# [RECORDS TO PROCESS]
========

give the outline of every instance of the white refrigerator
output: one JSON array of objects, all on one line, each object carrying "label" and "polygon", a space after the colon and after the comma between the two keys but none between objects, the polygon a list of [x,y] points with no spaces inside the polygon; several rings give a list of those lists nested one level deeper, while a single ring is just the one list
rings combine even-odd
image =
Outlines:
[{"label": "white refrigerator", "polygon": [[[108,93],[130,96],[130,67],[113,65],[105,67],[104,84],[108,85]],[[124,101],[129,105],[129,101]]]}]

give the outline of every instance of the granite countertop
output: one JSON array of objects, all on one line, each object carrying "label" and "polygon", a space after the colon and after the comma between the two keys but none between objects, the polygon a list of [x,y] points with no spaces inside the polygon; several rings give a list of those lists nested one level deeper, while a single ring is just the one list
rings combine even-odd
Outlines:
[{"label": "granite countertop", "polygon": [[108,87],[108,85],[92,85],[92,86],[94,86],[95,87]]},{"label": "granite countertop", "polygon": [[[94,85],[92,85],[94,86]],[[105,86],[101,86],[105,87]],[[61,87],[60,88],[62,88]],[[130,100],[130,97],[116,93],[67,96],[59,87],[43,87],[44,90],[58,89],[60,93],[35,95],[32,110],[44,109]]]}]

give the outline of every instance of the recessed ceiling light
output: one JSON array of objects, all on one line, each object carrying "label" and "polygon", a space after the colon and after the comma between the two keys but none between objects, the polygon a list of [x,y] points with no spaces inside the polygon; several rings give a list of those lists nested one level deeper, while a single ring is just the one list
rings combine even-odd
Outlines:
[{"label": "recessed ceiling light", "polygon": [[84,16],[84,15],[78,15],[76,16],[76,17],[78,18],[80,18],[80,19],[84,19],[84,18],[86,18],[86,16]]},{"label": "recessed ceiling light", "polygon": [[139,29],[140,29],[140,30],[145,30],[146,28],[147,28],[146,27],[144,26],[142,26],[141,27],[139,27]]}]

========

Reproduce the listing above without any changes, from the line containing "give the outline of every instance of the recessed" down through the end of the listing, including both ends.

give the outline of every instance of the recessed ceiling light
output: one JSON array of objects, all on one line, each object carrying "label" and "polygon", a space after the colon and after the comma between the two keys but none between objects, the polygon a list of [x,y] points with no spaces inside the polygon; several rings give a list of those lists nested one level deeper, while a single ring is just the one list
rings combine even-odd
Outlines:
[{"label": "recessed ceiling light", "polygon": [[84,16],[84,15],[78,15],[76,16],[76,17],[78,18],[80,18],[80,19],[84,19],[84,18],[86,18],[86,16]]},{"label": "recessed ceiling light", "polygon": [[139,29],[140,29],[140,30],[145,30],[146,28],[147,28],[146,27],[144,26],[142,26],[141,27],[139,27]]}]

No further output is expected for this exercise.